■ **REQUEST A**: In the blog excerpt, what work was Sylvia Plath writing a thesis on while she was at Smith College?

start PAGE EXCERPT

In the previous blog I mention Literary Alchemy, and the conscious effort that some poets and writers have made throughout history to interweave mysticism into their art in order to make it into something larger than themselves. This is not a new idea, and I am not the first one to notice it. When Sylvia Plath was at Smith College, she spent a great deal of time working on a thesis on James Joyce’s Finnegans Wake. Joyce was a big practitioner of literary alchemy, and the famous mythologist and author Joseph Campbell, along with Henry Morton Robinson, wrote a whole book as to how Joyce structured Finnegans Wake, which is called A Skeleton Key to Finnegans Wake. Campbell’s book is the principle text of Plath’s time (and maybe of ours too) to understanding Joyce’s work, and Plath mentioned several times in letters (LSP, 762-3, 780).

end PAGE EXCERPT
start RECORDED INFORMATION

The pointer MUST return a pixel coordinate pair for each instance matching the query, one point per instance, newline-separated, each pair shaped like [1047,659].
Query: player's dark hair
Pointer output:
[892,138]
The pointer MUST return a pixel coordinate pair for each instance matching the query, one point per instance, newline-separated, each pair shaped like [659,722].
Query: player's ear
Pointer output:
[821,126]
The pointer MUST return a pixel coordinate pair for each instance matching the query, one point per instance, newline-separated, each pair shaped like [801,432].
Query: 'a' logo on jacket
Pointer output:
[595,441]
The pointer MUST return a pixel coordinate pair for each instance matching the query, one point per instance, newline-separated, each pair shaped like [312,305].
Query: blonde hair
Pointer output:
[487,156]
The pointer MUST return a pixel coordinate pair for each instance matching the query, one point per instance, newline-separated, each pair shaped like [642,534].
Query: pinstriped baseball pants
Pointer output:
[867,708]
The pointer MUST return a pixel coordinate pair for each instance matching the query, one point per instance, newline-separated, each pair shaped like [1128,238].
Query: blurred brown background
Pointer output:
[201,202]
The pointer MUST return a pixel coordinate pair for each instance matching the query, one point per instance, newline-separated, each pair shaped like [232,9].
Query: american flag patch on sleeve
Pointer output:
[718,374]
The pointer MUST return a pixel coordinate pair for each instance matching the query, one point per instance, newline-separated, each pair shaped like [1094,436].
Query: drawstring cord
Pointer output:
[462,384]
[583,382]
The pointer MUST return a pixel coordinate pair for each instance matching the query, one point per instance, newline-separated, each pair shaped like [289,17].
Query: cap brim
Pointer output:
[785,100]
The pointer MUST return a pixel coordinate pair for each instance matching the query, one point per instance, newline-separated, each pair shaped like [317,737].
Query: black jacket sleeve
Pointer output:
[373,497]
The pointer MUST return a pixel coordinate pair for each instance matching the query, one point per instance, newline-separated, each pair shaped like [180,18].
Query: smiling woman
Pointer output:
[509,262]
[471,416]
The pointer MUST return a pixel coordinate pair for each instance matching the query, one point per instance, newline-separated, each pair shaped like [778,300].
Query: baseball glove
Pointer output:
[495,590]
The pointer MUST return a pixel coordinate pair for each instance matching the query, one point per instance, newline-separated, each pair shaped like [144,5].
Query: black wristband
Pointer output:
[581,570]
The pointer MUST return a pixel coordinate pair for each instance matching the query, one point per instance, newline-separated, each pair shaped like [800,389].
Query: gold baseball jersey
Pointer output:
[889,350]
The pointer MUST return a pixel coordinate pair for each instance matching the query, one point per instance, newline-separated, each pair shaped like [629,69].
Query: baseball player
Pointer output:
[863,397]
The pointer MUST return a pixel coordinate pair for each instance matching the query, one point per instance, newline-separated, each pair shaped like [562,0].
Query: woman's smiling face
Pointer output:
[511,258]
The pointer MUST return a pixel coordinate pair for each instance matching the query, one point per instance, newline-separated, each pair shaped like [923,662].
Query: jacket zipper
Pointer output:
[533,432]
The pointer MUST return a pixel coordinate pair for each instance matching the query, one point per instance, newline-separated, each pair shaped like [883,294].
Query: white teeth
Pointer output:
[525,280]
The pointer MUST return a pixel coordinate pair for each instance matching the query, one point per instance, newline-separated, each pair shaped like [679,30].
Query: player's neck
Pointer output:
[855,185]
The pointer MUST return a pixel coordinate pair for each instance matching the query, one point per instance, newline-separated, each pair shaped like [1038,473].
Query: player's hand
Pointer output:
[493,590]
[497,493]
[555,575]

end RECORDED INFORMATION

■ **REQUEST B**: Please collect every line of the listing that contains the word "baseball".

■ **COMPLETE OUTPUT A**: James Joyce's Finnegans Wake.

■ **COMPLETE OUTPUT B**:
Query: pinstriped baseball pants
Query: baseball glove
Query: gold baseball jersey
Query: baseball player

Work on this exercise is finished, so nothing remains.